Document passage:
——

I’ve spent so much time in the hospital lately that coming out into the sunlight feels like culture shock: there is light like this around commonly?
I’ve figured out (belatedly, perhaps) that the hard part of call is only between midnight and 5am. That’s when the circadian rhythm really demands to slow down and go to sleep. Before, and even after, is not that bad. In fact, looking at the sunlight now makes me feel fairly wide awake, although I know i’ve missed so much sleep lately that if I don’t catch up on at least a fraction of it today, the rest of the week will be ruined.
Part of it, too, is the discipline we started learning back in grade school math: I don’t want to finish these problems, to pay attention and work all the way through, but I will anyway. At a certain point in the night, I really do not want to be there at all. It would be so delightful to simply walk away; not even out of the hospital, just into the callroom, and decide to ignore pages for an hour or two, or even just to ignore the jobs that ought to be done even though no one will page about it (checking labs and imaging ordered earlier, walking around to check on the critical patients, filling out some of the mountains of paperwork that have to be done at night because if saved for daylight they’ll overwhelm the team’s resources). But I won’t; I’ll keep going regardless of what I’d like to be doing.
There’s a point in the middle of an endless stream of traumas, one or two every fifteen minutes, where every single person in the ER looks at the others and says, “Why am I here, and why am I doing this?” And no one has much of an answer, so someone says something flippant, and we keep going. Or a patient threatens to leave AMA, and we all shrug: Sure, do us a favor, the door is that way.
Then there was the time I decided to put my head down on the desk for five minutes, and when the nurse came to ask me about something, I jumped so hard she was more startled than I was. I think I have too much of a startle reflex. I’d been half-awake the whole time, knowing it was a matter of minutes before someone needed something from me, and I still leaped to my feet. I’m usually a very solid sleeper, but I’ve trained myself to never really sleep in the hospital. I’m too worried about the consequences (to a patient, or to my career) if I sleep through a page. So I’m always half listening, and waking up every now and then to check the pager and make sure I didn’t miss anything. Which makes me rather unsympathetic to the new medical students and interns who do occasionally sleep through their pagers. I can have slept 4 hours in the last 48, and still jump up the second my pager goes off.

——

Dataset extract:
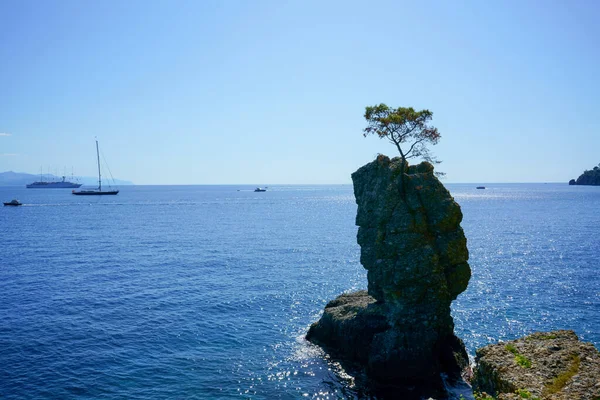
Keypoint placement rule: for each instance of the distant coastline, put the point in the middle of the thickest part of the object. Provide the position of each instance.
(589, 177)
(10, 178)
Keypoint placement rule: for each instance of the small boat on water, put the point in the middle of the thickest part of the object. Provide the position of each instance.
(99, 191)
(13, 202)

——

Problem requirements: How would you render this sentence from the post about overnight hospital call in German: "I’m usually a very solid sleeper, but I’ve trained myself to never really sleep in the hospital."?

Task answer: Normalerweise habe ich einen sehr festen Schlaf, aber ich habe mir antrainiert, im Krankenhaus nie wirklich zu schlafen.